EXERCISE. Reproduce only the lines of the material below that start at the line containing "marking the navy" and stop at the line containing "marking the watch". Keep both end lines.
____ TASK INPUT
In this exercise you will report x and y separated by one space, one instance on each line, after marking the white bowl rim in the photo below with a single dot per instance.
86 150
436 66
________
____ TASK INPUT
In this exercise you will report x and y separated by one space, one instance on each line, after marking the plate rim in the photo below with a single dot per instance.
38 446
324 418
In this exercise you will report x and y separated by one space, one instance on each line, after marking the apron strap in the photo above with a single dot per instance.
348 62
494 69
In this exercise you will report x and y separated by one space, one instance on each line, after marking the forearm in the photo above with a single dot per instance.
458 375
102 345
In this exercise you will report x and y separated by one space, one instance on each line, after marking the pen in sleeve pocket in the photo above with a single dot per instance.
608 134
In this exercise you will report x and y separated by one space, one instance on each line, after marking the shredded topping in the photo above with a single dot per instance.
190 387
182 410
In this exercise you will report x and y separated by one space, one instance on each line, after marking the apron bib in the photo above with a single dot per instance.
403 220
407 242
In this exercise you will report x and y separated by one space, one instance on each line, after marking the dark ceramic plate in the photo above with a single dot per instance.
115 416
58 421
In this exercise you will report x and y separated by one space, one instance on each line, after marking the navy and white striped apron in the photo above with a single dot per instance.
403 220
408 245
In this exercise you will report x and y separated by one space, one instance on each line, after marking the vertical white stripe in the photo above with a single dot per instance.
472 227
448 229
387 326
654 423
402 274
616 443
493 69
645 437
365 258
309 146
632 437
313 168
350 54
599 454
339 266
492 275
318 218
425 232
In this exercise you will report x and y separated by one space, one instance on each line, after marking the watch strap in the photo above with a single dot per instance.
________
____ TASK INPUT
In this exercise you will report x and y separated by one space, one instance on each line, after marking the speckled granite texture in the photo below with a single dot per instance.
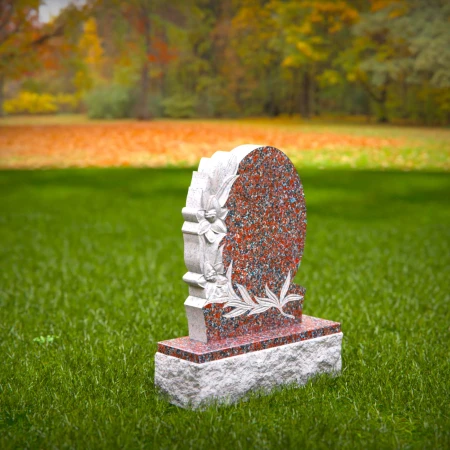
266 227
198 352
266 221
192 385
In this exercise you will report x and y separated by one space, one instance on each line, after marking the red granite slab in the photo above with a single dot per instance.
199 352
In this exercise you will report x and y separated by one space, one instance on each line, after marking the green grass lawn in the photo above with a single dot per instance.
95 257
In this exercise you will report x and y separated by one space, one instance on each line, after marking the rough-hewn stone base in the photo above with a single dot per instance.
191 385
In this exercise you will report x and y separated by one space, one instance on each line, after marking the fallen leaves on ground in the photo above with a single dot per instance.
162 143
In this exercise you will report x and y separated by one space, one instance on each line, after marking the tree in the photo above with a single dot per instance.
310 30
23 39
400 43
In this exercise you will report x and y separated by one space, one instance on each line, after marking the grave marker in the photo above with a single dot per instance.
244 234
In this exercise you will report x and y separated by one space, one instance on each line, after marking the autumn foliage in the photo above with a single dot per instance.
________
TASK OUTPUT.
In this exercise you will report x and y separated by one space, one instance on each line, after marking the navy and white striped apron in the photo above with a single dot per instance.
403 220
408 245
In this exercise you will report x and y separated by one space, one instance on each line, after marking the vertical white stripe in the photo above with a single dot per instance.
472 227
448 229
387 326
654 423
402 274
616 443
493 69
645 437
365 258
309 146
632 437
313 168
350 54
599 454
339 266
492 275
318 218
425 232
In this exercise you will report x and y separated by one space, one instance on each line, after marking the watch strap in the photo above with a single dot per instance.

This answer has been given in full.